■ Description of the task ■
Needed from the entries below: every line that holds the word "soldier".

■ Available data ■

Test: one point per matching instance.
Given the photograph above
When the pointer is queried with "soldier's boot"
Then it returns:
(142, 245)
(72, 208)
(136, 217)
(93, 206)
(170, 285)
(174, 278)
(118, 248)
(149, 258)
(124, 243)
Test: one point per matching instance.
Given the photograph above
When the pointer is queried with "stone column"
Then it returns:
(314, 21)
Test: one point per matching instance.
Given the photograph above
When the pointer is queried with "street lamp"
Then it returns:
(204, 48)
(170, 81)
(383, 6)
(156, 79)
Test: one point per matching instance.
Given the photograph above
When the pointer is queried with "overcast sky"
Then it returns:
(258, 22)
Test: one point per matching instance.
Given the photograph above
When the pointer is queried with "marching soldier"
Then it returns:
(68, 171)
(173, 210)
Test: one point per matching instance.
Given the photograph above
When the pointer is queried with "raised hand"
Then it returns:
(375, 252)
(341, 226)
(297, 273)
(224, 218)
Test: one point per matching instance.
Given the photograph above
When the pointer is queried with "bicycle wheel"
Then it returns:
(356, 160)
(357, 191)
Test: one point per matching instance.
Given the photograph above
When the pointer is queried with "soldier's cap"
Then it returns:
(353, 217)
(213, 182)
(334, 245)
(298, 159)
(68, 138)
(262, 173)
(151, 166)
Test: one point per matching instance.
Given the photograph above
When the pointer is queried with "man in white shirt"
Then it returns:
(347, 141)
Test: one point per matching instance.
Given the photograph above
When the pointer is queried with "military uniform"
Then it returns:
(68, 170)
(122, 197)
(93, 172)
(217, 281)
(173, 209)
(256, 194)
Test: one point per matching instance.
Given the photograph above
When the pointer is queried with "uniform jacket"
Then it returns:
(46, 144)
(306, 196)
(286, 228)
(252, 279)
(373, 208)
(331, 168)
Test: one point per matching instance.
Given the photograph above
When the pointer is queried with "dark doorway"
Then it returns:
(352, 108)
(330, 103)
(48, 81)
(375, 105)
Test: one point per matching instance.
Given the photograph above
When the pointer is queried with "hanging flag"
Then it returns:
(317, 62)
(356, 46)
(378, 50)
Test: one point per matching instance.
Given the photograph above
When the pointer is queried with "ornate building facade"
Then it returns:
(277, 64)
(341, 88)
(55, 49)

■ Exercise output ■
When the pointer is queried with "soldier's boot"
When the pointer is queried with "marching soldier"
When the pointer is queried with "soldier's cap"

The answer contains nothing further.